TEXT PASSAGE =>
Specialized Enduro Expert Carbon 29 Review Detail Shot 4
The SRAM drivetrain offered up good range and performance.

Climbing on the Specialized Enduro Expert Carbon 29

We experienced a range of terrain on the Enduro, from long road climbs to steep and technical singletrack; it ate through them all no problem. When tasked with loose and technical climbs the Enduro proved to be a great companion, maintaining traction throughout and with the front end remaining planted and glued to the trail thanks to the low front end and efficient seating position. The range of the 1×11 drivetrain was excellent with the 28T chainring and 10-42T cassette offering up plentiful range keeping our legs happy on long climbs. The Öhlins shock and Horst Link suspension layout need to be commended here as it felt like the majority of horsepower laid down were transferred into the wheel with little or no suspension bob. The shock offers a useful climbing mode, that doesn’t act like a lockout but still allows the shock to sit higher in its travel on long uphills. The 29” Roval wheels rolled amazingly well and turned the Enduro into a rocketship uphill when compared to bikes of a similar calibre. The fairly nimble and efficient climbing capabilities left us impressed but intrigued as to what it would offer up when pointed down.

Specialized Enduro Expert Carbon 29 Review Action Shot 1
The Enduro is a bike that loves to be hussled, the more you push, the more performance is unleashed.
Specialized Enduro Expert Carbon 29 Review Action Shot 3
The Enduro felt nimble enough despite the 29″ wheels.

TASK DETAILS => Output everything in the bike review from "Specialized Enduro Expert Carbon 29 Review Action Shot 1" down to "the 29″ wheels.", word for word. Rely on the bike review above and nothing else.

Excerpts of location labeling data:
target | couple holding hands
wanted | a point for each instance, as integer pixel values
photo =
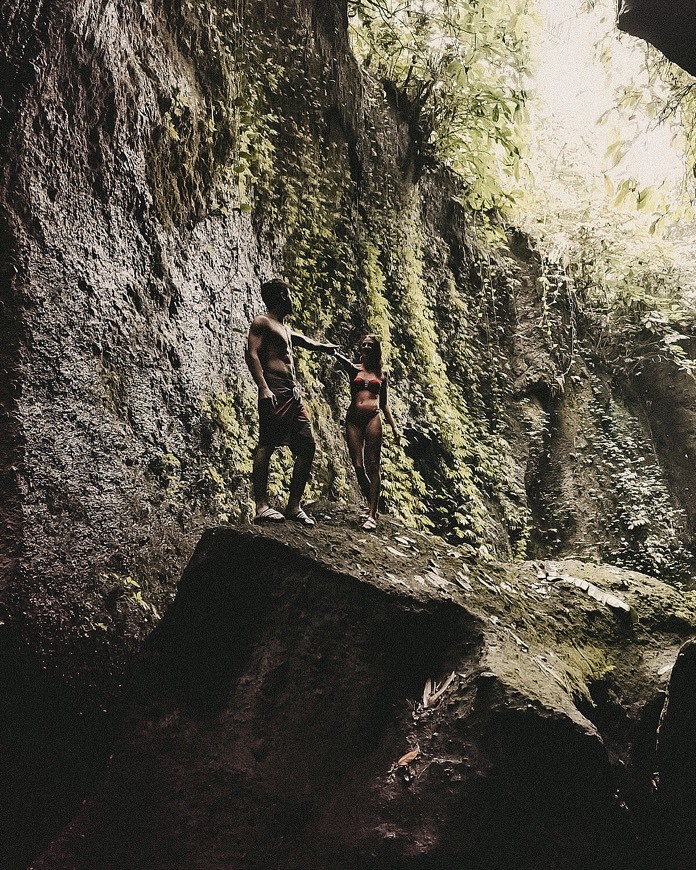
(283, 418)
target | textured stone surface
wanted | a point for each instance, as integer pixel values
(287, 713)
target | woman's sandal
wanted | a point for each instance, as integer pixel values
(268, 516)
(302, 519)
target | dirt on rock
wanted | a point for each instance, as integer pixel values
(336, 699)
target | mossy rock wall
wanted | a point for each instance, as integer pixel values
(211, 146)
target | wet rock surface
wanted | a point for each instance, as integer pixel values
(336, 699)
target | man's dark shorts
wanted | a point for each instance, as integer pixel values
(285, 423)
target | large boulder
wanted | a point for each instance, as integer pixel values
(342, 700)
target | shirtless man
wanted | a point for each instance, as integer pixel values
(283, 418)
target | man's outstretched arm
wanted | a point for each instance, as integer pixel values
(299, 340)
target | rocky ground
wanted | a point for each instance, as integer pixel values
(336, 699)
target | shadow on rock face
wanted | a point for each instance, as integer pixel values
(296, 708)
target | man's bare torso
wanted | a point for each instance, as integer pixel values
(275, 352)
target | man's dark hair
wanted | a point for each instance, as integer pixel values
(271, 291)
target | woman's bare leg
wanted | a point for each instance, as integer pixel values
(355, 436)
(373, 451)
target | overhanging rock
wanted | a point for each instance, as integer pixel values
(670, 27)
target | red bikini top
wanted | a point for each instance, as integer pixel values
(373, 385)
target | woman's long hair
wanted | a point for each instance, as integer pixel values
(375, 356)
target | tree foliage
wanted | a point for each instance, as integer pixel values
(457, 67)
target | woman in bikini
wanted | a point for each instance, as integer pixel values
(368, 392)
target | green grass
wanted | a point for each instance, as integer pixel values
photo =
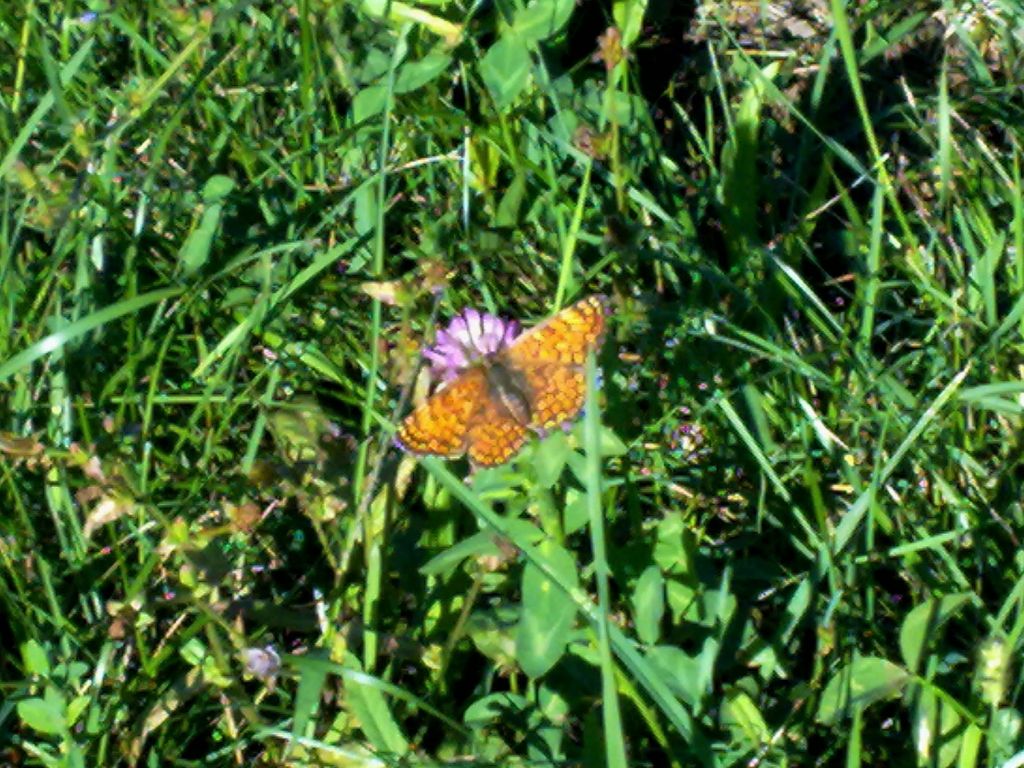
(786, 528)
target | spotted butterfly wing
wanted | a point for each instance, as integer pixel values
(551, 356)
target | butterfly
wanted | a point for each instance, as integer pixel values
(535, 382)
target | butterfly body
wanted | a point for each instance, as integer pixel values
(536, 382)
(508, 386)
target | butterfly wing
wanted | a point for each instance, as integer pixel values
(551, 356)
(495, 435)
(564, 338)
(440, 426)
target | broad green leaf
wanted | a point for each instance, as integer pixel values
(483, 543)
(505, 69)
(413, 75)
(369, 101)
(923, 623)
(741, 716)
(860, 683)
(971, 747)
(549, 459)
(648, 604)
(371, 707)
(1005, 732)
(576, 511)
(680, 671)
(492, 633)
(542, 18)
(936, 725)
(495, 707)
(41, 716)
(312, 678)
(216, 188)
(670, 552)
(548, 613)
(629, 18)
(34, 656)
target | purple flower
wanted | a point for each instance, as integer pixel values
(469, 337)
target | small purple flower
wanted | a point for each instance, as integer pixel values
(469, 337)
(261, 663)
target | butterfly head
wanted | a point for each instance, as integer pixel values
(470, 338)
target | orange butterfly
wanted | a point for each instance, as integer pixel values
(535, 381)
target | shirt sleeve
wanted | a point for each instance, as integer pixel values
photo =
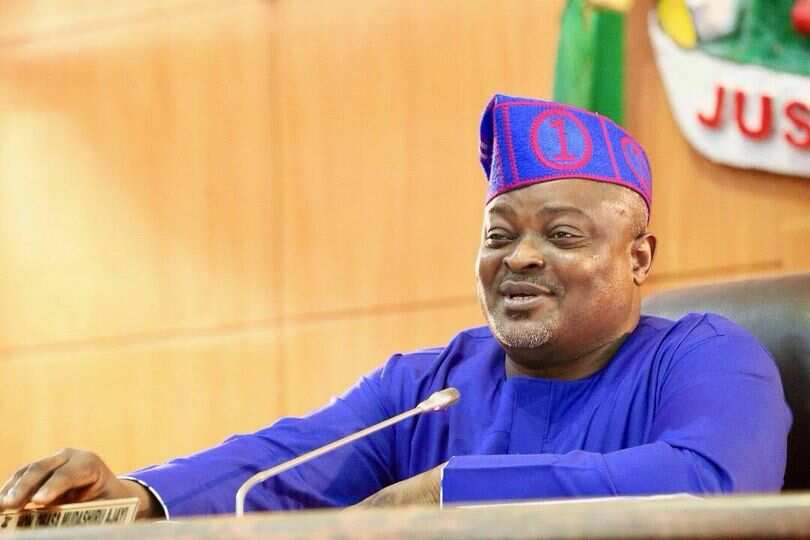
(206, 482)
(720, 425)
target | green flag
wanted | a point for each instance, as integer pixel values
(590, 60)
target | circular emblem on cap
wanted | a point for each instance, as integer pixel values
(634, 156)
(560, 140)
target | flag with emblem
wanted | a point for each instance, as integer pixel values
(590, 56)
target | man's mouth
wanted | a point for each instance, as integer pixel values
(523, 295)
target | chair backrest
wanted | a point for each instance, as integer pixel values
(777, 311)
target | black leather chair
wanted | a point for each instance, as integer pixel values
(777, 311)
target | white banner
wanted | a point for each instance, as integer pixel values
(742, 115)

OUTPUT =>
Specialized Enduro Expert Carbon 29 Review Action Shot 1
The Enduro is a bike that loves to be hussled, the more you push, the more performance is unleashed.
Specialized Enduro Expert Carbon 29 Review Action Shot 3
The Enduro felt nimble enough despite the 29″ wheels.